ASSIGNED TASK: Please give back, exactly as written, only the line containing "box: [400, 106, 500, 268]" and every line after it until the data below ends.

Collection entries
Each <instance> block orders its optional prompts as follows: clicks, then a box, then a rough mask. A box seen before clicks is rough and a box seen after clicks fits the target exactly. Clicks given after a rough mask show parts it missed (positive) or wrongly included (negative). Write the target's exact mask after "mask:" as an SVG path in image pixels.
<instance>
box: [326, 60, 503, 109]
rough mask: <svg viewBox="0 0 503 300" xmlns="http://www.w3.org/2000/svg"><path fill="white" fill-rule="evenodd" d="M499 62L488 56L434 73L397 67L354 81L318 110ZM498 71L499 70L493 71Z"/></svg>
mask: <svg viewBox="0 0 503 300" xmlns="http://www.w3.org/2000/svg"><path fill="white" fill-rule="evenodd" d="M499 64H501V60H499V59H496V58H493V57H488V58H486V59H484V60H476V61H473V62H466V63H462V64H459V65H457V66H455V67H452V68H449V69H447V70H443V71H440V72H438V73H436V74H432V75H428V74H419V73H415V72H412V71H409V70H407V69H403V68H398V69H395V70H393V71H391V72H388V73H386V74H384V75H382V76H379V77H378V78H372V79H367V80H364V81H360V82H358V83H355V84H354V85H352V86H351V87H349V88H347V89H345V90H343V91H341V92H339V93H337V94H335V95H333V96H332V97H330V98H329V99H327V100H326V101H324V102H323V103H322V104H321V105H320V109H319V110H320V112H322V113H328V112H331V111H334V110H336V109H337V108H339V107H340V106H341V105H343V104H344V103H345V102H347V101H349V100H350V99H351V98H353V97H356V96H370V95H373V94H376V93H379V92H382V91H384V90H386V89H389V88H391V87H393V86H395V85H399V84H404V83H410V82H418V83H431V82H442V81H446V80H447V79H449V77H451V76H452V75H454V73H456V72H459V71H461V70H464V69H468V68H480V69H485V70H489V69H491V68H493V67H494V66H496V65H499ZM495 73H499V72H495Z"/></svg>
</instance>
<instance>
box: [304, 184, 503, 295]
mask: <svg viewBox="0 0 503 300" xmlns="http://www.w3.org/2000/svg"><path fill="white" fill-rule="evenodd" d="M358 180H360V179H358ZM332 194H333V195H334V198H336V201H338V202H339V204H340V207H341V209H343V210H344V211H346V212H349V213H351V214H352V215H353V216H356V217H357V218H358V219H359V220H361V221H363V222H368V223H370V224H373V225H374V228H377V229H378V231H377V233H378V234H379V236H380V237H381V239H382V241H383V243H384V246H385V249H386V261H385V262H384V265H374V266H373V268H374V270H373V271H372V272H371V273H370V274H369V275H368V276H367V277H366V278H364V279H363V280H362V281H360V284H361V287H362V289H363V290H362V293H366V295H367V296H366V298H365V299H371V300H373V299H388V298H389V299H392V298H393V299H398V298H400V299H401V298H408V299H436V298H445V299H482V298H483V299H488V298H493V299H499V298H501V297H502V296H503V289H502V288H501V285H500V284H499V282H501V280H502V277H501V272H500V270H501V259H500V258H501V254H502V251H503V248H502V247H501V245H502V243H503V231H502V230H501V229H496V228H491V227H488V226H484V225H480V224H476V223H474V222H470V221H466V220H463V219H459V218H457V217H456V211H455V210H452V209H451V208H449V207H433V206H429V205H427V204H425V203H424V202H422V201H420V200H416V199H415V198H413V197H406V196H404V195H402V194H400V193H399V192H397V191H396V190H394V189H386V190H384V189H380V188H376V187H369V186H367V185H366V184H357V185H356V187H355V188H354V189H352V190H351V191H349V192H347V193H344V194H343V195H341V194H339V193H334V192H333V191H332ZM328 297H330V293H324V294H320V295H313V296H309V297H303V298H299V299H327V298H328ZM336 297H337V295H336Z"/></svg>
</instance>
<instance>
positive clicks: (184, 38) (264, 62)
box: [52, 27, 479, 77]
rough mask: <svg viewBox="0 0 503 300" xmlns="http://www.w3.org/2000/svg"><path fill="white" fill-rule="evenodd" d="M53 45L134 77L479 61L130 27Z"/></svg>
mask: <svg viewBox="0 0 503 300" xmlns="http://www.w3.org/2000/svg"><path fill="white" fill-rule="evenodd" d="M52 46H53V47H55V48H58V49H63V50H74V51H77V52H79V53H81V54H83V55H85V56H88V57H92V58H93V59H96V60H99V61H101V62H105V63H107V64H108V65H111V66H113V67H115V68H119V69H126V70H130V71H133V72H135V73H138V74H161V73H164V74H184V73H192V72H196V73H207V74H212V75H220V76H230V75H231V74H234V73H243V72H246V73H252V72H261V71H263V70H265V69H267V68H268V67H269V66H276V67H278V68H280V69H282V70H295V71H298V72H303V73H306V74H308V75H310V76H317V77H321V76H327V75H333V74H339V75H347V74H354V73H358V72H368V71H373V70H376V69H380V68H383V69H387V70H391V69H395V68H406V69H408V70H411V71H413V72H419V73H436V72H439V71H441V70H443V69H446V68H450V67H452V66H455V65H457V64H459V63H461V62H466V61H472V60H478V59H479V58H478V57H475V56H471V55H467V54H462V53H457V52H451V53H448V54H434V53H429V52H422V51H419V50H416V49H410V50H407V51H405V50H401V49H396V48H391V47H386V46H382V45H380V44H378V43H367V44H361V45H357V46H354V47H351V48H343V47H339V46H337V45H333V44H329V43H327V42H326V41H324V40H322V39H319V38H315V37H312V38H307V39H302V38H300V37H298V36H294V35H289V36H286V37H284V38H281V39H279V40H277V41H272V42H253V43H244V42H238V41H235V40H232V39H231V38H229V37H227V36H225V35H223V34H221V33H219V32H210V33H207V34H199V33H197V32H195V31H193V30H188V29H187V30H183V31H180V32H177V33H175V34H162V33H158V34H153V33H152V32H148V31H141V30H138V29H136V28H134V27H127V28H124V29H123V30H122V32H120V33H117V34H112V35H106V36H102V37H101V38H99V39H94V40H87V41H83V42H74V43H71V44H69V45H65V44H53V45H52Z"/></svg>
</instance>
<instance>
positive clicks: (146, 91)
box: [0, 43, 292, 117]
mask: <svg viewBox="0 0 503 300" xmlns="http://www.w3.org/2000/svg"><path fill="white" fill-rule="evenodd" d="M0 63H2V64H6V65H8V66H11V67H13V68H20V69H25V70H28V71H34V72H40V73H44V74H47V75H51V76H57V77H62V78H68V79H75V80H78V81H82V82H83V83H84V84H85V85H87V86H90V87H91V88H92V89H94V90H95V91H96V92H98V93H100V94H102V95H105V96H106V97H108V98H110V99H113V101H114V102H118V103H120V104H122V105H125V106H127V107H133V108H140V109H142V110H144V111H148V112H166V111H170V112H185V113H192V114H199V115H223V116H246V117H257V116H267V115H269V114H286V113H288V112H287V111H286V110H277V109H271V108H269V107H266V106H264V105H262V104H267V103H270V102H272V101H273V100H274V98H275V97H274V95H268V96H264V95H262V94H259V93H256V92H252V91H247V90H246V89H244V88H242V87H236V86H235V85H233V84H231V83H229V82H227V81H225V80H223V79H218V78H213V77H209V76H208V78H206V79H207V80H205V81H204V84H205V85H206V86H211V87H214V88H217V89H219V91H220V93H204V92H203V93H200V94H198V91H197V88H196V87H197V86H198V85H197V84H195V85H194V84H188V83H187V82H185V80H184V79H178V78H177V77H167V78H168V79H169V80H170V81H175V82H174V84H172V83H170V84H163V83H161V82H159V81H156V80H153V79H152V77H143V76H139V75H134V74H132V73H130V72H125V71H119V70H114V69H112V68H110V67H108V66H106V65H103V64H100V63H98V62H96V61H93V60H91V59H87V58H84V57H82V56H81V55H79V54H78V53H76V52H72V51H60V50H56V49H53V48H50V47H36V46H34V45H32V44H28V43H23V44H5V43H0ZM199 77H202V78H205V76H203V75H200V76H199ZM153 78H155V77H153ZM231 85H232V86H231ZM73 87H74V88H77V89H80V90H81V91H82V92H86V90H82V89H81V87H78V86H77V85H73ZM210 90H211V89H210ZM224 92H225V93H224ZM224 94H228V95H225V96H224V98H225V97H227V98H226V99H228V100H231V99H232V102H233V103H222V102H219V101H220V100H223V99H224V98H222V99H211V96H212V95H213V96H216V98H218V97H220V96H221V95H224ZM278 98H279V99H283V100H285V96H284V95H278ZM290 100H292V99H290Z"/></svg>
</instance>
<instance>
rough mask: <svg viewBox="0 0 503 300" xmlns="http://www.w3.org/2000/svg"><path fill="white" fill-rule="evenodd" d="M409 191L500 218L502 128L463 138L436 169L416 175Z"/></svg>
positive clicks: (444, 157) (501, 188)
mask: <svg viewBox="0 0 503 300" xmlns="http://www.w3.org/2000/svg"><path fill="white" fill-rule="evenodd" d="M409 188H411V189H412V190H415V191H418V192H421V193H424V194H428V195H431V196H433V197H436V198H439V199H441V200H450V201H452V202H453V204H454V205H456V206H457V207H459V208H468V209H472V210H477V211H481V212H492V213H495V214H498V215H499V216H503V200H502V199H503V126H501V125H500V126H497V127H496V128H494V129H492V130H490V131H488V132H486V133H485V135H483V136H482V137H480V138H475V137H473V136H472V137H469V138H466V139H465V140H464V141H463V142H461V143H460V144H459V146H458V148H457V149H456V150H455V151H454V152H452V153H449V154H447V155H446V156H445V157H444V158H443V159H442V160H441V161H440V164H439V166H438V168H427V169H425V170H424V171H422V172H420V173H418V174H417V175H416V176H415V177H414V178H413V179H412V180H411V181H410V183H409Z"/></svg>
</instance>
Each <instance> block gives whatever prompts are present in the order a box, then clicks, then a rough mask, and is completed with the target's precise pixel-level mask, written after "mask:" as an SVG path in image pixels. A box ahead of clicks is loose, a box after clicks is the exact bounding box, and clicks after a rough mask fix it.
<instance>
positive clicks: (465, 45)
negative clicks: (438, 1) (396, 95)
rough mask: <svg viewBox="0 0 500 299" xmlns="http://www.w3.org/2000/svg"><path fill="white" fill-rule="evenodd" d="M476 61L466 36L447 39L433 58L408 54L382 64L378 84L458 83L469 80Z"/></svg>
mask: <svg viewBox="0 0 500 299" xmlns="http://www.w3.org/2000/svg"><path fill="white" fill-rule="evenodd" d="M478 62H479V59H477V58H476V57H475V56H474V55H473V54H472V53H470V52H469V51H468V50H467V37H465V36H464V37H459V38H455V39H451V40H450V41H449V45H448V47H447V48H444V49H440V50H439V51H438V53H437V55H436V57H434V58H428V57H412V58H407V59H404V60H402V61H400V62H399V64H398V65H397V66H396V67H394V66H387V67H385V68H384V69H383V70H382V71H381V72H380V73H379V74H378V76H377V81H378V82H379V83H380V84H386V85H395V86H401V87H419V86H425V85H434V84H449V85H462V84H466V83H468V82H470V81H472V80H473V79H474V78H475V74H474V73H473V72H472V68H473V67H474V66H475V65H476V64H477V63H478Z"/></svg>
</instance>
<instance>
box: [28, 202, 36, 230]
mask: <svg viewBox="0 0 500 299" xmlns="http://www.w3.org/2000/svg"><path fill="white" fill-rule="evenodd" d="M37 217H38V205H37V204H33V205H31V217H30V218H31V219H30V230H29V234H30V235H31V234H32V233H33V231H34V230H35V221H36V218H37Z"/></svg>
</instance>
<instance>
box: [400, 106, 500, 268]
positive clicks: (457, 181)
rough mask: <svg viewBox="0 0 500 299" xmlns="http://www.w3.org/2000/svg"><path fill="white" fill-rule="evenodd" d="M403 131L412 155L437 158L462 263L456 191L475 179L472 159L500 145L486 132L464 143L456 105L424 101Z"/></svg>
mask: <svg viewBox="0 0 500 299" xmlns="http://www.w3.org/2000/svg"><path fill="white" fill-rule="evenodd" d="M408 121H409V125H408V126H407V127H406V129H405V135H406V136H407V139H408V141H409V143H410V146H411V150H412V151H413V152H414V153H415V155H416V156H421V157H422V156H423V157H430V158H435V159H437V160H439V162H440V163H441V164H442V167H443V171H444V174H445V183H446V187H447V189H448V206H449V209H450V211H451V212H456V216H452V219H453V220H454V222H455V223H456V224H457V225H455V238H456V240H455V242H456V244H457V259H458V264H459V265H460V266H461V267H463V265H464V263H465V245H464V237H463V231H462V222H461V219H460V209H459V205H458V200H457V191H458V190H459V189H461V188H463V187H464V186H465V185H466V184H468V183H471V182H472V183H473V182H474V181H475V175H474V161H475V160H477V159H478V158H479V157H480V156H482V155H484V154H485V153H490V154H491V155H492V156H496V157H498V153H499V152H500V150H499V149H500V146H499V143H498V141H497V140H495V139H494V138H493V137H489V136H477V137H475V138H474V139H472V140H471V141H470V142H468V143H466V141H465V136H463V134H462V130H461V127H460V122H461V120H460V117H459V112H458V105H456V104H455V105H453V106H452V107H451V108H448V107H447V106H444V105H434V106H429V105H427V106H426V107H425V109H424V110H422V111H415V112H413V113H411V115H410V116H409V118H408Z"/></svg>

RESPONSE:
box: [400, 106, 500, 268]
positive clicks: (457, 181)
rough mask: <svg viewBox="0 0 500 299" xmlns="http://www.w3.org/2000/svg"><path fill="white" fill-rule="evenodd" d="M403 131L412 155L437 158L462 263L456 191L475 179L472 159L500 145L486 132L464 143L456 105L424 101Z"/></svg>
mask: <svg viewBox="0 0 500 299" xmlns="http://www.w3.org/2000/svg"><path fill="white" fill-rule="evenodd" d="M408 121H409V125H408V126H407V127H406V129H405V135H406V136H407V139H408V141H409V143H410V146H411V150H412V151H413V152H414V153H415V155H416V156H421V157H422V156H423V157H430V158H435V159H437V160H439V162H440V163H441V164H442V167H443V171H444V174H445V183H446V187H447V189H448V206H449V209H450V211H451V212H456V216H452V219H453V220H454V222H455V223H456V224H457V225H455V238H456V240H455V242H456V244H457V259H458V264H459V265H460V266H461V267H463V265H464V263H465V245H464V237H463V231H462V222H461V219H460V209H459V205H458V200H457V191H458V190H459V189H461V188H463V187H464V186H465V185H466V184H468V183H471V182H472V183H473V182H474V181H475V175H474V161H475V160H477V159H478V158H479V157H480V156H482V155H484V154H485V153H490V154H491V155H492V156H496V157H498V153H499V152H500V150H499V149H500V146H499V143H498V141H497V140H495V139H494V138H493V137H489V136H477V137H475V138H474V139H472V140H471V141H470V142H468V143H466V141H465V136H463V134H462V130H461V127H460V122H461V120H460V117H459V112H458V105H456V104H455V105H453V106H452V107H451V108H448V107H447V106H444V105H434V106H429V105H427V106H426V107H425V109H424V110H422V111H415V112H413V113H411V115H410V116H409V118H408Z"/></svg>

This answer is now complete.